● WHAT YOU SHOULD DO
In the article on TSA firearm discoveries, what was the previous yearly record for firearms stopped at U.S. airports, and in what year was it set?

● GIVEN TEXT
Even as air travel languished below pre-pandemic levels, the number of travelers attempting to pass through airport security checkpoints with firearms in 2021 reached its highest point since the Transportation Security Administration began tracking it 20 years ago, the agency said Wednesday.
The TSA has stopped travelers carrying more than 5,700 firearms at U.S. airports since the beginning of 2021, far surpassing the previous record of 4,432 firearms in 2019, according to TSA spokesperson R. Carter Langston. A final tally will be announced next month.
About 85% of the firearms found in 2021 were loaded, Langston said.
The surge in gun discoveries comes even though travel demand remains about 25% below the pre-pandemic pace of 2019, according to the U.S. Bureau of Transportation Statistics.
The increase is probably tied to a jump in overall U.S. gun sales since the beginning of the COVID-19 pandemic, said Langston, who cited a July 2020 report by the Brookings Institute, a Washington think tank.

● DATA RECORDS
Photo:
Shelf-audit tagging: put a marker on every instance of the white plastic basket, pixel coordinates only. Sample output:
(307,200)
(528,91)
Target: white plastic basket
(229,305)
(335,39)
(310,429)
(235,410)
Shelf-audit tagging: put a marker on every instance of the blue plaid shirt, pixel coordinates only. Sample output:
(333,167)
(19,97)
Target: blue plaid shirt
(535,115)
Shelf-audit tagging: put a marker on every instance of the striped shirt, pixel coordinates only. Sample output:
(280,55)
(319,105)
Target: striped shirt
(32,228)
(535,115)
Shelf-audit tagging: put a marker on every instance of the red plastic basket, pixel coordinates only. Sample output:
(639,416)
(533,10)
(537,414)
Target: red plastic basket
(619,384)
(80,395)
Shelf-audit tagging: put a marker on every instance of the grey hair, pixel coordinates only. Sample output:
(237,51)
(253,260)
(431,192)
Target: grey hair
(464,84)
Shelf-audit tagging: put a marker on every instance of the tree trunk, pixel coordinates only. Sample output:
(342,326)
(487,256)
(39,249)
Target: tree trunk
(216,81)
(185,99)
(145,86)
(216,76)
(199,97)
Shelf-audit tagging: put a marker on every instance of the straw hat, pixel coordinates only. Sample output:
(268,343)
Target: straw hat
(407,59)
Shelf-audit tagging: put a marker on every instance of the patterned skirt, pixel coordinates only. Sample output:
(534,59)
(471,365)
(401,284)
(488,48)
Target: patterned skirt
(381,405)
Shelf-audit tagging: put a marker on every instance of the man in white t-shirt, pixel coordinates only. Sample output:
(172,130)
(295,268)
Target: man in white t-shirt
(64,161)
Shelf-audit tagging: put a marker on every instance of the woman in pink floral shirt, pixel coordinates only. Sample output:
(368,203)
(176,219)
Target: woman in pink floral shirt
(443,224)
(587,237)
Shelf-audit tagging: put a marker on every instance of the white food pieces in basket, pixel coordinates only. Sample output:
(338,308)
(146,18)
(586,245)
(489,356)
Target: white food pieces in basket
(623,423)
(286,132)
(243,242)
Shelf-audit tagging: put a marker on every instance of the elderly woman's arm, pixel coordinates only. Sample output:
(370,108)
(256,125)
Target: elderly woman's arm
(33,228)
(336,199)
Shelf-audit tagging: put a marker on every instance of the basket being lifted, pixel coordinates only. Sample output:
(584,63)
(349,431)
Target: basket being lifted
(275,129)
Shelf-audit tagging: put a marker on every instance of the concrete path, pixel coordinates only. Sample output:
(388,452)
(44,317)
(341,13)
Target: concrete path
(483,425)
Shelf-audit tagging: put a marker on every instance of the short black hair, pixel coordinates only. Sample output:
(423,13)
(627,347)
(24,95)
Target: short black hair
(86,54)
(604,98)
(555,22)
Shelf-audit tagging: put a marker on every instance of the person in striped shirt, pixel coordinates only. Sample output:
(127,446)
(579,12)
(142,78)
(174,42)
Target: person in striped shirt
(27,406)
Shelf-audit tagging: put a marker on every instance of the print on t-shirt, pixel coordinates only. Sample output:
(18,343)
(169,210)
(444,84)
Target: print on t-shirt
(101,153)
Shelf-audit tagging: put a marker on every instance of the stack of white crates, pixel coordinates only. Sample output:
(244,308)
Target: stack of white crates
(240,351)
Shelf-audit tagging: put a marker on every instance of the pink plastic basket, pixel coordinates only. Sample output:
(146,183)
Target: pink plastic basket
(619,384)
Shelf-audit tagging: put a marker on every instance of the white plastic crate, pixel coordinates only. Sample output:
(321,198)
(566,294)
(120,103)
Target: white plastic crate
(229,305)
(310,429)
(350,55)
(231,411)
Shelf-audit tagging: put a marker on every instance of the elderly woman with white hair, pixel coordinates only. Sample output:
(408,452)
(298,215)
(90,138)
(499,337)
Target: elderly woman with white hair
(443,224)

● SOLUTION FOR THIS TASK
4,432 firearms, in 2019.